» **Written instruction**:
Swap each "spherical topiary" in the entries for "round shrub" and write out all the lines again with everything else left as it is.

— Start of Records shown —

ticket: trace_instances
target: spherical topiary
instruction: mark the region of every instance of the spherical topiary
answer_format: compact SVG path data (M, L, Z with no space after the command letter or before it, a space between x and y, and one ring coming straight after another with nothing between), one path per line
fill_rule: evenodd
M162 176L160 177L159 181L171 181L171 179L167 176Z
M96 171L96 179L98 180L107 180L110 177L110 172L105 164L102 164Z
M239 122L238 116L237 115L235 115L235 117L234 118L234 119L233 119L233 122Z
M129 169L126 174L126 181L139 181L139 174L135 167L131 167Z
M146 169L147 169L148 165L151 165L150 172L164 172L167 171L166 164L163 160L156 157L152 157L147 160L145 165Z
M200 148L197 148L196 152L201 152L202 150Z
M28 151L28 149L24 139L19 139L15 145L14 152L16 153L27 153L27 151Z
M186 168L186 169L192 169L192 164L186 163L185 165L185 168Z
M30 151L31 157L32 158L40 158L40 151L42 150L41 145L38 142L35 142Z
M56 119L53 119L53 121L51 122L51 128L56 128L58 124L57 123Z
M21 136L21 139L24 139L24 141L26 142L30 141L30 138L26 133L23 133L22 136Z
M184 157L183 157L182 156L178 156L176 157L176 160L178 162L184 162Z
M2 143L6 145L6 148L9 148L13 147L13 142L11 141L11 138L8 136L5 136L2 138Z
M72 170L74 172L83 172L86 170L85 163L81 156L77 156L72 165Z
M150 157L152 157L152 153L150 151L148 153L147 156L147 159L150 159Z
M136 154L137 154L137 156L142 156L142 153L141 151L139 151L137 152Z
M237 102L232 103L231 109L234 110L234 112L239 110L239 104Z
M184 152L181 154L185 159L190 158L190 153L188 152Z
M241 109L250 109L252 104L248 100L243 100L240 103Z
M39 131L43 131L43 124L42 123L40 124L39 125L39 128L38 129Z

— End of Records shown —

» **Task output**:
ticket: trace_instances
target: round shrub
instruction: mark the region of every instance of the round shrub
answer_format: compact SVG path data (M, L, Z with no space after the command letter or before it, a space between x and y, and one ring coming straight after another with nothing between), one path per line
fill_rule: evenodd
M162 176L160 177L159 181L171 181L171 179L167 176Z
M96 171L96 179L98 180L107 180L110 177L110 172L105 164L102 164Z
M239 122L238 116L237 115L235 115L235 117L234 118L234 119L233 119L233 122Z
M129 169L126 174L126 181L139 181L139 174L135 167L131 167Z
M146 169L147 169L148 165L151 165L150 172L164 172L167 171L166 164L163 160L156 157L152 157L147 160L145 165Z
M200 148L197 148L196 152L201 152L202 150Z
M28 151L28 149L24 139L19 139L15 145L14 152L16 153L27 153L27 151Z
M186 168L186 169L192 169L192 164L186 163L185 165L185 168Z
M30 151L31 157L32 158L40 158L40 151L42 150L41 145L38 142L35 142Z
M56 119L53 119L53 121L51 122L51 128L56 128L58 124L57 123Z
M21 136L21 139L24 139L24 141L26 142L30 141L30 138L26 133L23 133L22 136Z
M184 157L183 157L182 156L178 156L176 157L176 160L178 162L184 162Z
M2 143L6 145L6 148L9 148L13 147L13 142L11 141L11 138L8 136L5 136L2 138Z
M72 170L74 172L83 172L86 170L85 163L81 156L77 156L72 165Z
M150 157L152 157L152 153L150 151L148 153L147 156L147 159L150 159Z
M136 154L137 154L137 156L142 156L142 153L141 151L139 151L137 152Z
M237 102L232 103L231 109L234 110L234 112L239 110L239 104Z
M184 152L181 154L185 159L190 158L190 153L188 152Z
M241 109L250 109L252 104L248 100L243 100L240 103Z
M39 131L43 131L43 124L42 123L40 124L39 125L39 128L38 129Z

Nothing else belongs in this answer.